Et invitation de Paul Moreira

Depuis le temps qu'ils en rêvaient ! L'équipe de Cash Investigation a donc pris les "boeufs carotte" (c'est nous) la main dans le sac du "mensonge".

Et c'est à propos de notre article sur leur enquête sur le lobby du tabac. Ils le disent à leur manière : dans un article au canon, qui raconte l'affaire à la Cash investigation, avec ce qu'il faut de "euh euh" pour bien montrer que @si est pris en flag (ils adorent, dans leurs émissions, montrer les méchants en train de bafouiller, ou de s'enfuir terrorisés. Ce texte est une intéressante transposition écrite de leur "écriture journalistique".)

D'ailleurs, non seulement, on fait "euh euh", mais on ne leur répond même pas au téléphone. Si en effet je n'ai pas répondu aux appels pressants de Laurent Richard, c'est pour plusieurs raisons d'inégale importance. Il m'arrive le week-end de me livrer à quelques tâches dont je vous épargne la description, d'une trivialité qui vous désolerait. Le week-end dernier précisément, mes rares neurones de permanence étaient mobilisés à rassembler mes idées sur une autre affaire. Enfin, sachant bien que toute conversation téléphonique avec le rédacteur en chef de Cash donnerait lieu à une exploitation, écrite ou audio, j'ai préféré échanger par écrit. Bref.

• • • • • • •

**Exercice 1**: Relevez chaque ligne des enregistrements qui contient la chaîne « gray », en tenant compte de la casse.
**Exercice 2**: Poursuivez le texte sur Cash Investigation à partir de l'endroit où il s'arrête.
Le texte et les enregistrements proviennent de sources distinctes.

• • • • • • •

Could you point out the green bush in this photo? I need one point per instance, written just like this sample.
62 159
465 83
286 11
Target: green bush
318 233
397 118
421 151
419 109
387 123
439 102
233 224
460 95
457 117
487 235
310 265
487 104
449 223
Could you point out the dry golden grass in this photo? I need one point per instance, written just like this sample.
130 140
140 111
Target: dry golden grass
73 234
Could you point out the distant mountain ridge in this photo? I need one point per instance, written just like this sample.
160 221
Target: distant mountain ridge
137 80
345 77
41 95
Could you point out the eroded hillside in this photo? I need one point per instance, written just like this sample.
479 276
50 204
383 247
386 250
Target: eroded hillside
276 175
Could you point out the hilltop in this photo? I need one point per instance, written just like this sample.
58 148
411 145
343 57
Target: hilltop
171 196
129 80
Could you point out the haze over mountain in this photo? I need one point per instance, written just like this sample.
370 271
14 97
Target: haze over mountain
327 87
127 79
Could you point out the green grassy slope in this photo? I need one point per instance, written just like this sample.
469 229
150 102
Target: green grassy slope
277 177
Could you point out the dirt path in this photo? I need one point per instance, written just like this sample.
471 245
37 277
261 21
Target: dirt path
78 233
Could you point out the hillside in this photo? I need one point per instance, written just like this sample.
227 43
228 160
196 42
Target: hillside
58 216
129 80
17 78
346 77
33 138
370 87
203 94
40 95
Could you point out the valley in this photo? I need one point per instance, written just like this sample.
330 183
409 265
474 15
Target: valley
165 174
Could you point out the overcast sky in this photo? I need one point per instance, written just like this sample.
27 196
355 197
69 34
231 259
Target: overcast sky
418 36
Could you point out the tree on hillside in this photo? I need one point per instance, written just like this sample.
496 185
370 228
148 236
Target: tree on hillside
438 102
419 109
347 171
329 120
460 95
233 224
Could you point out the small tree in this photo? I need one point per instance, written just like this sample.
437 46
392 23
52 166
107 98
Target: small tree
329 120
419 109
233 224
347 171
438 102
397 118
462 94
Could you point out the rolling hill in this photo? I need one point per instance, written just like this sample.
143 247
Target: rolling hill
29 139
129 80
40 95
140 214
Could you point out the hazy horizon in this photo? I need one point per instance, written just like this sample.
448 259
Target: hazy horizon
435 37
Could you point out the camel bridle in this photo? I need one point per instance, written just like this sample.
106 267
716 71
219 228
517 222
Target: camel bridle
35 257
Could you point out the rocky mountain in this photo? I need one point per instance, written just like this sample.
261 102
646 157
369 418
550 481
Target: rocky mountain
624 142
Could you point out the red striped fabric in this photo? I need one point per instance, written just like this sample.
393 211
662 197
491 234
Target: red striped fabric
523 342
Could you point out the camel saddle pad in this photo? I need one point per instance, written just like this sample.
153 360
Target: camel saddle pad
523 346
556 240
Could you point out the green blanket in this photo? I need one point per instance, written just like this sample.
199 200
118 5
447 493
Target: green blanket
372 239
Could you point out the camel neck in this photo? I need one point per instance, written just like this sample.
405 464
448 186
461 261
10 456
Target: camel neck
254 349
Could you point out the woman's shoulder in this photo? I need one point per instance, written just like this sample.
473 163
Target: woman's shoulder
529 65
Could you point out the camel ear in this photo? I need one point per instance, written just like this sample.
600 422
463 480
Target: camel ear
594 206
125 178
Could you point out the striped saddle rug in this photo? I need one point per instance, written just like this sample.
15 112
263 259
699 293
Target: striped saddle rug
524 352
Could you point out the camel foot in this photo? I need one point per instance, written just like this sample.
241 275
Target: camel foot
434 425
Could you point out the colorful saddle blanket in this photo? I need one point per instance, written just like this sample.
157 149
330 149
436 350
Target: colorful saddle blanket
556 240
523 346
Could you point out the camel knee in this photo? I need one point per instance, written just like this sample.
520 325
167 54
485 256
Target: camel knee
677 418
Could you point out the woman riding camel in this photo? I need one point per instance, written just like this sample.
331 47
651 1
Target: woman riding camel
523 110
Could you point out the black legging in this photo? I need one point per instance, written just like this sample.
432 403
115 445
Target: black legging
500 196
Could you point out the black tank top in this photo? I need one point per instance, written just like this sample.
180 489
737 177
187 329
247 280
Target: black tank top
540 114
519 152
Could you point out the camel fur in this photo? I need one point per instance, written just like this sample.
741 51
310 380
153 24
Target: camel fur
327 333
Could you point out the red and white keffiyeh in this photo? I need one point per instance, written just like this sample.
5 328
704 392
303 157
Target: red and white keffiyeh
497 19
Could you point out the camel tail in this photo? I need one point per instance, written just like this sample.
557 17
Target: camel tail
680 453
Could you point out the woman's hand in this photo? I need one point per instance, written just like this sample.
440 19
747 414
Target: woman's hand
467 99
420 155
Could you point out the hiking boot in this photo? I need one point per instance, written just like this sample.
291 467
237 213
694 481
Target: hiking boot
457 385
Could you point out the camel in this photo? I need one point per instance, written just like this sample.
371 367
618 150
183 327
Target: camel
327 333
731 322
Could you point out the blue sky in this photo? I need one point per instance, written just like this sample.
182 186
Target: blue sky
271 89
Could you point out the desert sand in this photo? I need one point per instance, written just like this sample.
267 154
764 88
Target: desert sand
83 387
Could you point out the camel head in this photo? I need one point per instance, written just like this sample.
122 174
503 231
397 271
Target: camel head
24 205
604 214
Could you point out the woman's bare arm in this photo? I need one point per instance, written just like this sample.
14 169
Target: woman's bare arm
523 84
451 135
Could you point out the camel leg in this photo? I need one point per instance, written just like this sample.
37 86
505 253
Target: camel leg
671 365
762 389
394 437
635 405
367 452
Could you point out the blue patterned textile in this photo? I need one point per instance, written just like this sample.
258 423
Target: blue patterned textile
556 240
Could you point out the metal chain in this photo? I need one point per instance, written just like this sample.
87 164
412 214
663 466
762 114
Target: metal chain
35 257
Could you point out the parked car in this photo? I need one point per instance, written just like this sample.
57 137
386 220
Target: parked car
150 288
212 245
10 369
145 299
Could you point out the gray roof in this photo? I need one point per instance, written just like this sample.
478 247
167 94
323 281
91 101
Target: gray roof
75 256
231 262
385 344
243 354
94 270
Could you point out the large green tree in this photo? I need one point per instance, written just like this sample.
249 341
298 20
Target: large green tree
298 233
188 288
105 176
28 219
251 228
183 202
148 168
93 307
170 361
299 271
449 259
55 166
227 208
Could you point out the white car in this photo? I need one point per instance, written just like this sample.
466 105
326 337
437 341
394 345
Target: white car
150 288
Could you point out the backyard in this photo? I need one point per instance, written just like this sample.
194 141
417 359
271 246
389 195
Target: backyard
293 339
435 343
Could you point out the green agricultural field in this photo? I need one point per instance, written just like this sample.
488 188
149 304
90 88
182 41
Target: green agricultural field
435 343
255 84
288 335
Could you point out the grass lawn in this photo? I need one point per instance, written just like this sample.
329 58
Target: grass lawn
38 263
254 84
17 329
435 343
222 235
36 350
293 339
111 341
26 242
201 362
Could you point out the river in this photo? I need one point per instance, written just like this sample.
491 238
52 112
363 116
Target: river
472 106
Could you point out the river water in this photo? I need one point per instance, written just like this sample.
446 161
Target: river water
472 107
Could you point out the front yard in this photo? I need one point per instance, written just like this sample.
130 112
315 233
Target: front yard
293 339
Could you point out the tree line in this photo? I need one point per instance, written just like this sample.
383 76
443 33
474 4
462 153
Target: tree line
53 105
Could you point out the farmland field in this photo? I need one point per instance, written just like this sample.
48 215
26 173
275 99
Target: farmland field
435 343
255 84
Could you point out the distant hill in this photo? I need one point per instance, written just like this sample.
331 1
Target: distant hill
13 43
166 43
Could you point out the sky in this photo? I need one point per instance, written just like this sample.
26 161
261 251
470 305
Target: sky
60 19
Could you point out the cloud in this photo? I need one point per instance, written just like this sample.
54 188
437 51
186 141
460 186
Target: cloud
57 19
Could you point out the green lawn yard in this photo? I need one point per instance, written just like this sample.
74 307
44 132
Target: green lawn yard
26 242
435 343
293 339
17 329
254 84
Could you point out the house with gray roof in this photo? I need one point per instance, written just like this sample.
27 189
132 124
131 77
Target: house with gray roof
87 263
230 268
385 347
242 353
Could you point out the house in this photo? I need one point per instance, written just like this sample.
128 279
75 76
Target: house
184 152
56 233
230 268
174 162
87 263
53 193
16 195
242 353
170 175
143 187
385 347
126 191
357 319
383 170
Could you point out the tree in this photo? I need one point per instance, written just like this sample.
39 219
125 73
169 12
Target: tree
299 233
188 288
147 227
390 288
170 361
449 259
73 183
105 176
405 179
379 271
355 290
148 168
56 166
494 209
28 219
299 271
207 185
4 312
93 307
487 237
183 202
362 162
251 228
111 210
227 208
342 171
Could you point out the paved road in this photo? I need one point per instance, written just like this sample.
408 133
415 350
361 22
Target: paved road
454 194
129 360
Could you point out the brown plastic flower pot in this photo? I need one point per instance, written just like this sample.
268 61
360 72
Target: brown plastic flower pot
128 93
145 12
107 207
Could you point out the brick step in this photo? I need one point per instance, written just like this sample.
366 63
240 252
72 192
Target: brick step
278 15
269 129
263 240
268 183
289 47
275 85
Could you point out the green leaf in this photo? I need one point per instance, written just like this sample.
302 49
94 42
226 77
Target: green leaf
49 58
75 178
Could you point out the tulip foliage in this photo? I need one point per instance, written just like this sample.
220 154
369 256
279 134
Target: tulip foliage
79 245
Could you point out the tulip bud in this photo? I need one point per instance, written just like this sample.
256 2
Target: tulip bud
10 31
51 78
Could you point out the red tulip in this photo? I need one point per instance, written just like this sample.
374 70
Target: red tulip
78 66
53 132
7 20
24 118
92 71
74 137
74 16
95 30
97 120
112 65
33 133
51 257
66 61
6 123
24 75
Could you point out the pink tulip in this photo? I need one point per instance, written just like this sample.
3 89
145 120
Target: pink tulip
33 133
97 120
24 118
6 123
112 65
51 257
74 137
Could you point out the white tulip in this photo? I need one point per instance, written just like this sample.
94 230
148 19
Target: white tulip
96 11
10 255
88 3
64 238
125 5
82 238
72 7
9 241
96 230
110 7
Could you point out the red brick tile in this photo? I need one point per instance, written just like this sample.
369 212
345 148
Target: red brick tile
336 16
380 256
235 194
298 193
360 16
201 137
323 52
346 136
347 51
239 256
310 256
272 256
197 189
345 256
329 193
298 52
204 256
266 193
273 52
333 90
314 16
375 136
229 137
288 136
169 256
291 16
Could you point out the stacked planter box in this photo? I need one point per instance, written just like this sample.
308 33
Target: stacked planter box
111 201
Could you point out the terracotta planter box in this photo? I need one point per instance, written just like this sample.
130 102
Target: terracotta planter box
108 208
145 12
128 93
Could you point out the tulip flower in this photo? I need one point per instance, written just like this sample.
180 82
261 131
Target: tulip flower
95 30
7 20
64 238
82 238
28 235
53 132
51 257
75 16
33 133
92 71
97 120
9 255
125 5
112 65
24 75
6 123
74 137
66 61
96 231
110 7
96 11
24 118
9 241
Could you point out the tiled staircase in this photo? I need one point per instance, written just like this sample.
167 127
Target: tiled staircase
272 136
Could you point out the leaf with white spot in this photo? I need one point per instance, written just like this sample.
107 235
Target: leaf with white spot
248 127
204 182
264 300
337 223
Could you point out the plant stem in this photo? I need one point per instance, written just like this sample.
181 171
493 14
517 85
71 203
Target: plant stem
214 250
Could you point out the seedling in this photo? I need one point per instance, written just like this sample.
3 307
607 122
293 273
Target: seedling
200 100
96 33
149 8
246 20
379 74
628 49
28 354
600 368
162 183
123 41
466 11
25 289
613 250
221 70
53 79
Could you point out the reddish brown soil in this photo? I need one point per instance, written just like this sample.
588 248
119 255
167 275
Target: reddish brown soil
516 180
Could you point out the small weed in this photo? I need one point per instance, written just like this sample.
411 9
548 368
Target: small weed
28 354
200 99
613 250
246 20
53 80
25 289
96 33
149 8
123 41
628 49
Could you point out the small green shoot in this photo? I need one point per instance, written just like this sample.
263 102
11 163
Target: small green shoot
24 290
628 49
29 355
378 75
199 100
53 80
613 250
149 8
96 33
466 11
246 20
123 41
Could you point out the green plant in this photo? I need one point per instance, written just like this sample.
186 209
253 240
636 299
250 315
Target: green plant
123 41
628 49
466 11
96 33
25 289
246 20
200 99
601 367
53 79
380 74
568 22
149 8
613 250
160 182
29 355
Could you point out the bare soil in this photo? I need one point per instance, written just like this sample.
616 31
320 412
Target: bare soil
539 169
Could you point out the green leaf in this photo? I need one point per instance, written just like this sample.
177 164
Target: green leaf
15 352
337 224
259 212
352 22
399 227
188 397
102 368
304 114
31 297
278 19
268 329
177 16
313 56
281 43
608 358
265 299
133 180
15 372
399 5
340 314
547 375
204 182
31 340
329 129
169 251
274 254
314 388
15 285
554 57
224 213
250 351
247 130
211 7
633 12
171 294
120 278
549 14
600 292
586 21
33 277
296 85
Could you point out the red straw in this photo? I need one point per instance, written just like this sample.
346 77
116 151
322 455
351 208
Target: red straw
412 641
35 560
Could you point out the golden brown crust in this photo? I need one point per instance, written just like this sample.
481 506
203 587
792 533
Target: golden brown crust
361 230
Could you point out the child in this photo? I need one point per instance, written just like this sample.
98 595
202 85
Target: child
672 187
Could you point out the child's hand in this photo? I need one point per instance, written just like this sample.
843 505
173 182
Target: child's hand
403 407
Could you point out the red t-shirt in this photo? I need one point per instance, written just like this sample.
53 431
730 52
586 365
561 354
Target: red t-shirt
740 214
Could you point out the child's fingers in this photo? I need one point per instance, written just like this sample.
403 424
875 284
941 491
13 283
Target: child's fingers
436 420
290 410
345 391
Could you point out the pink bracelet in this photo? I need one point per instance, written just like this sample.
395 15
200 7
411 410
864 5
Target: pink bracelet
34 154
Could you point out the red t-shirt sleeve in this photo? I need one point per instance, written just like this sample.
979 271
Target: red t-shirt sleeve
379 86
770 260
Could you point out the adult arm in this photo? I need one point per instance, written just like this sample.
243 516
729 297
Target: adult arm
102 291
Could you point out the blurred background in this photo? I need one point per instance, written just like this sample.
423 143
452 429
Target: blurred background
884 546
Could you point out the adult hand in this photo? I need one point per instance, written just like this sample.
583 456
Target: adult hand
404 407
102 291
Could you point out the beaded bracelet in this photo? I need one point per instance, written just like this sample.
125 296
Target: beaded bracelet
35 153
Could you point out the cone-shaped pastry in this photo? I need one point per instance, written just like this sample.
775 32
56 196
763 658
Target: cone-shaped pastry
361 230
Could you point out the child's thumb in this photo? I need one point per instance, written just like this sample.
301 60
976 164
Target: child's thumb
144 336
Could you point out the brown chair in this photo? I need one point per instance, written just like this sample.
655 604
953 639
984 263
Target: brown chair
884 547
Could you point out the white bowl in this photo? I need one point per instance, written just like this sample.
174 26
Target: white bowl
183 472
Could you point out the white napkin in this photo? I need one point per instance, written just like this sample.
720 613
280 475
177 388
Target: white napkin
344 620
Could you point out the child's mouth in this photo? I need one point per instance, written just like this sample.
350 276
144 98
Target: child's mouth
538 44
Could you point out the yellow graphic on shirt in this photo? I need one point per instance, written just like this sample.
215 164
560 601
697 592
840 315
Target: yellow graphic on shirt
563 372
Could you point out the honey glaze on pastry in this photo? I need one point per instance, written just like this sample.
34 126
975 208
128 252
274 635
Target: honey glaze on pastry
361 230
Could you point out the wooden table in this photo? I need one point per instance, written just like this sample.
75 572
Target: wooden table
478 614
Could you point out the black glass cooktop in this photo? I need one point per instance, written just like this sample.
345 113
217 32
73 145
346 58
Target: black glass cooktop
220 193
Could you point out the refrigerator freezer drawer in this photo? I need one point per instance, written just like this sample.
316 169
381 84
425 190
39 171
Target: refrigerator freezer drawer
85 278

• • • • • • •

**Réponse 1**:
Could you point out the gray roof in this photo? I need one point per instance, written just like this sample.
Target: gray roof
Could you point out the house with gray roof in this photo? I need one point per instance, written just like this sample.
Target: house with gray roof

**Réponse 2**:
Venons directement aux griefs sérieux, et au premier : Anne-Sophie ne les a pas appelés avant publication. C'est vrai. Il faut expliquer pourquoi.

Dans les dernières années, nous avons à plusieurs reprises traité de Cash Investigation sur @si. A chaque fois que nous avons appelé leur boîte de prod, Premières lignes, pour demander des éclaircissement sur tel ou tel point, ou inviter Elise Lucet sur le plateau, nous nous sommes heurtés à un "no comment", formulé de manière très...Cash. Premières lignes n'a pas de comptes à rendre sur ses méthodes de travail. Seule exception, cette émission sur l'obsolescence programmée, pour laquelle une journaliste avait accepté notre invitation.

Alors oui, à la fin, on se lasse d'appeler le standard de la prod, pour s'entendre répondre qu'on n'a rien à nous dire. Et c'est un tort. On aurait dû. Rien que pouvoir écrire, une fois de plus, "la production de Cash investigation n'a pas donné suite à nos appels", comme par exemple ici.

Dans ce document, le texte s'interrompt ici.